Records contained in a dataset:
○ ○ ○ ○

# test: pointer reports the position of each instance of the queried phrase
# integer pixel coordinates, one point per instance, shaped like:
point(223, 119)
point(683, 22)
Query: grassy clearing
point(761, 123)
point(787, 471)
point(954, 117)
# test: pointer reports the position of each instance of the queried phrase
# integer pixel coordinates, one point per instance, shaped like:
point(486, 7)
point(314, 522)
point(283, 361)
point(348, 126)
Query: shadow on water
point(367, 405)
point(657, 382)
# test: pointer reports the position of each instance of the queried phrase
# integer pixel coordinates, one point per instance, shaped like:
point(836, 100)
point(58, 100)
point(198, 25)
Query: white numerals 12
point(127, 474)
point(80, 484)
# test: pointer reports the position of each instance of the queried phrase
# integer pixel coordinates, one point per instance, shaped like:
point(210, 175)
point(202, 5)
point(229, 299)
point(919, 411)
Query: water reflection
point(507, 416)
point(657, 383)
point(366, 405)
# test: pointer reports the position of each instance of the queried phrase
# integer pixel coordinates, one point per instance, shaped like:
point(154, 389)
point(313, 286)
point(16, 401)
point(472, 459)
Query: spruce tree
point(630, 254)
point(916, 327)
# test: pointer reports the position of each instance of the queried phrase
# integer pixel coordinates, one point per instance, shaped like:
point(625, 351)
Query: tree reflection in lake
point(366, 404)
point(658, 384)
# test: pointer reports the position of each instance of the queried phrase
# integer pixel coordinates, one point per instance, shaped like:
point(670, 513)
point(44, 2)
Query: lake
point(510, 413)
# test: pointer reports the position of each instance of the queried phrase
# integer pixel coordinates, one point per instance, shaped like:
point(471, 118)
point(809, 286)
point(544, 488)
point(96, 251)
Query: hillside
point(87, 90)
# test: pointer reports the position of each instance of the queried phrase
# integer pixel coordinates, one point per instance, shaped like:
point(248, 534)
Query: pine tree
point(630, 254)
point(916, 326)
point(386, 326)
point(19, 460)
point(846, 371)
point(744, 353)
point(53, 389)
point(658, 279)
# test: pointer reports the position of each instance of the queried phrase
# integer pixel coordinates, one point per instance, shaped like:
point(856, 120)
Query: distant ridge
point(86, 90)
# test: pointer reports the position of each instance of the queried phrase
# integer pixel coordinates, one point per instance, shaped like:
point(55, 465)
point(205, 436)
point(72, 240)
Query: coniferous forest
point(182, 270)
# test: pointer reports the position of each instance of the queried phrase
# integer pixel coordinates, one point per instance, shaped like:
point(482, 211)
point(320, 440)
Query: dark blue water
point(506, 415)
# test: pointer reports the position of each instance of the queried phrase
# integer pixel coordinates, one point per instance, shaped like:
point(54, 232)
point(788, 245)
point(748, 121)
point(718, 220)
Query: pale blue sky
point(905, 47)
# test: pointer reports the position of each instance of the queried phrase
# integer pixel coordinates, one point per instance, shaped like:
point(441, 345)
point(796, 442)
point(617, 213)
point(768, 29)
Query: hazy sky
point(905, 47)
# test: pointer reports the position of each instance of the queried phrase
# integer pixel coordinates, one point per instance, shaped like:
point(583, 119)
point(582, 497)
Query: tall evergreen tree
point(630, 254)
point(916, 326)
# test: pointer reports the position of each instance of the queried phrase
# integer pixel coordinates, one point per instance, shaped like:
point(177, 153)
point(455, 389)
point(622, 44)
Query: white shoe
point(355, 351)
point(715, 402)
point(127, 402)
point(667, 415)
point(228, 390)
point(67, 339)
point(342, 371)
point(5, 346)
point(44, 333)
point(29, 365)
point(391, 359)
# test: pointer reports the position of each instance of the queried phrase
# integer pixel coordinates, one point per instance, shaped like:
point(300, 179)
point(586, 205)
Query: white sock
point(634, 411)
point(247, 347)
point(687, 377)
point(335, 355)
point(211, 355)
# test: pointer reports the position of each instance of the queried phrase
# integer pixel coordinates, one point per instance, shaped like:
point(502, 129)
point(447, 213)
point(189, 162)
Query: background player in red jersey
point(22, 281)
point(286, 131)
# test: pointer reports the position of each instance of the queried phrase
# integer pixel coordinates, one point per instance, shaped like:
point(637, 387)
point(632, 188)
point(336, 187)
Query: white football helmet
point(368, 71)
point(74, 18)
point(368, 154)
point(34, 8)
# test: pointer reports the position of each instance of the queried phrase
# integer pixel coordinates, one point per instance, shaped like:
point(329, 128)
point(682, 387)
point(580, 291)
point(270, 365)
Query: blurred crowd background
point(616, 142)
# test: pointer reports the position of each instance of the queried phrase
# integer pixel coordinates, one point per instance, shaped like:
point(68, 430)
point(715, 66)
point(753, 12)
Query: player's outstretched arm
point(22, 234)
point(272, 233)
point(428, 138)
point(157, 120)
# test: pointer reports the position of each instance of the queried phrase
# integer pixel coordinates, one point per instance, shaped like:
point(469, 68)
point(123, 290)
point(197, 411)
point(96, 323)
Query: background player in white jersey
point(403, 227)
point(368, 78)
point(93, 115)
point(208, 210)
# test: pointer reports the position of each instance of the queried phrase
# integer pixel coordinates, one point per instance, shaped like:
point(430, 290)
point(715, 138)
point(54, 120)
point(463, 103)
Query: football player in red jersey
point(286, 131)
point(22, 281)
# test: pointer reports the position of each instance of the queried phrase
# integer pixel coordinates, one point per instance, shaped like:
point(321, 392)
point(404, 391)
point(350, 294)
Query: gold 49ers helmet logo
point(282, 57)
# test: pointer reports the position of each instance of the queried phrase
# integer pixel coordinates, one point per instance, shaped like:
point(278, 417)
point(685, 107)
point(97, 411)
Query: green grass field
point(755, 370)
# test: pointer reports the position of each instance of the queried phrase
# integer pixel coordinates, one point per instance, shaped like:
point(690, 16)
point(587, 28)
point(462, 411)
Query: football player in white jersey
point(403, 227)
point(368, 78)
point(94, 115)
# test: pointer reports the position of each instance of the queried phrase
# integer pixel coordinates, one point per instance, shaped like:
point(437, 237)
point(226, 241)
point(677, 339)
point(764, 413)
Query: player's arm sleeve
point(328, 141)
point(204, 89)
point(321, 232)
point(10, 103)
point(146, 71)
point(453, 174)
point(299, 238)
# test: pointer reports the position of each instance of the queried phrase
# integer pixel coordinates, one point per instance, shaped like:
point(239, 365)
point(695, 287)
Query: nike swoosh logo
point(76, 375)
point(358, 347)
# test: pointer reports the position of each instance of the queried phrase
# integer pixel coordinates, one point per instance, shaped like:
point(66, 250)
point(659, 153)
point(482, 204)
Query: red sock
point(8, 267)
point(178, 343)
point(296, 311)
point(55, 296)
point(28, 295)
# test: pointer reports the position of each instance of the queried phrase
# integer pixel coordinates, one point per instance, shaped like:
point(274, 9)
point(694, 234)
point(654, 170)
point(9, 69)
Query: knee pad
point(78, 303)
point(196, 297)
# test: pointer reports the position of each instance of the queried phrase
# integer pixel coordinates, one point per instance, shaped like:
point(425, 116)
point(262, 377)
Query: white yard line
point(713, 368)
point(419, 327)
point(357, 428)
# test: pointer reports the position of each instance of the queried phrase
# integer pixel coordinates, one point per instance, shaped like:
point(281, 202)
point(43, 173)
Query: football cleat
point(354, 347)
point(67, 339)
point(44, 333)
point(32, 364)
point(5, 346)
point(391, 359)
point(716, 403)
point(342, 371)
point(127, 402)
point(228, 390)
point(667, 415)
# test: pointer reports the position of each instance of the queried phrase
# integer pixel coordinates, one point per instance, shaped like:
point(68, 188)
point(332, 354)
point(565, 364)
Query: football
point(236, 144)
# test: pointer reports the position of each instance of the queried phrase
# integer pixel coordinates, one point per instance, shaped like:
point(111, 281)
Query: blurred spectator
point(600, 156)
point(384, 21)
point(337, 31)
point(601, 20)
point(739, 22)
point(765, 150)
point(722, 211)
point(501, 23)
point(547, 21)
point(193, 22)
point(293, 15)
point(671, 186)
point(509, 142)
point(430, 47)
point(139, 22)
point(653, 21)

○ ○ ○ ○

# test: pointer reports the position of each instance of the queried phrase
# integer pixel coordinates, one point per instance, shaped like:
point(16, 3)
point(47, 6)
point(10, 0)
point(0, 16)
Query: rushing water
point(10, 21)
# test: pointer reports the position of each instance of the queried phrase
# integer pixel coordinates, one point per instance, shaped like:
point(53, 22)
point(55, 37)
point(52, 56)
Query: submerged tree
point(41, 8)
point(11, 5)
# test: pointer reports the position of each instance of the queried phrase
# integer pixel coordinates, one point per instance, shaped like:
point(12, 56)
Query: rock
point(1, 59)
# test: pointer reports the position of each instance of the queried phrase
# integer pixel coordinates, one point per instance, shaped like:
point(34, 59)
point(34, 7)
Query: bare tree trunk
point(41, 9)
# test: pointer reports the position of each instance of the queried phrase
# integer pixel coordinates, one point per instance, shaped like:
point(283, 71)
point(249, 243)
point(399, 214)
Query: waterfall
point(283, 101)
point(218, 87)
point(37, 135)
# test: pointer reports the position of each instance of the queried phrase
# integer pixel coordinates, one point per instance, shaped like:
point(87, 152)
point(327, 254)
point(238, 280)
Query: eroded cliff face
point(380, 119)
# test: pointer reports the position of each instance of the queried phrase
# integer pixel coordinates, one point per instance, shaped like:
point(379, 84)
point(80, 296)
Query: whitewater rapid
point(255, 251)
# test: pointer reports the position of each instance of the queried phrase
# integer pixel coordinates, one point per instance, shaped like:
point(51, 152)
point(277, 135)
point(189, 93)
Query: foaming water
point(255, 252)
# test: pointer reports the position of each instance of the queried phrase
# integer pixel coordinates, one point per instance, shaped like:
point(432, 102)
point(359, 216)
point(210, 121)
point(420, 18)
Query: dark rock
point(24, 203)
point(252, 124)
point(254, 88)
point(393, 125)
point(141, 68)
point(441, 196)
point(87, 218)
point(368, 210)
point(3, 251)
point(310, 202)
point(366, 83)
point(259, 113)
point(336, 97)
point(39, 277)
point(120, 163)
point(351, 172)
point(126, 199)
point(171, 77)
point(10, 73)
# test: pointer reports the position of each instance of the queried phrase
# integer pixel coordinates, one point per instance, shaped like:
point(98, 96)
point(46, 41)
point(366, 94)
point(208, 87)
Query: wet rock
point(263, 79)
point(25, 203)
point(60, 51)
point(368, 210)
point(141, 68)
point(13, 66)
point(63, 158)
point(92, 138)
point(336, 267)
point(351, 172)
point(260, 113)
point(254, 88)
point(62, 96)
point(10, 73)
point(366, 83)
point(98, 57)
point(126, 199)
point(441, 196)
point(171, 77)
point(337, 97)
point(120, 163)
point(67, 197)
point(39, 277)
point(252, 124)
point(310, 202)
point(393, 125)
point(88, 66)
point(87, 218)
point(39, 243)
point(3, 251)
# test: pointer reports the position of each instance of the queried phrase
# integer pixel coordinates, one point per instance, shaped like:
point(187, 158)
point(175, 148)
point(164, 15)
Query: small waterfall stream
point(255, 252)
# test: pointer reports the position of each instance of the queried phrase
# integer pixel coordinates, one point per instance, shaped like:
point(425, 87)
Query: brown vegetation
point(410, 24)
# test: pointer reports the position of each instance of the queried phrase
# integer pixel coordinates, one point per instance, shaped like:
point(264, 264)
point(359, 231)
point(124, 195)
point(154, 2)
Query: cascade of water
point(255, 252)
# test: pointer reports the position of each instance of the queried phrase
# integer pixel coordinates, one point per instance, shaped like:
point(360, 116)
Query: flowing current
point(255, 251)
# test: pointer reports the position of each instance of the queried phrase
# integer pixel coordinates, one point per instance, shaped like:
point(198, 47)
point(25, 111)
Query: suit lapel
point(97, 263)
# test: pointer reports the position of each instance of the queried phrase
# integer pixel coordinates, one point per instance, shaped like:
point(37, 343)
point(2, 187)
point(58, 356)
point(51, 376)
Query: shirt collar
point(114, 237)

○ ○ ○ ○

== Exercise brief ==
List every line of the records that contains the word "background".

== Solution to this exercise ==
Query: background player in red jersey
Query: blurred crowd background
Query: background player in white jersey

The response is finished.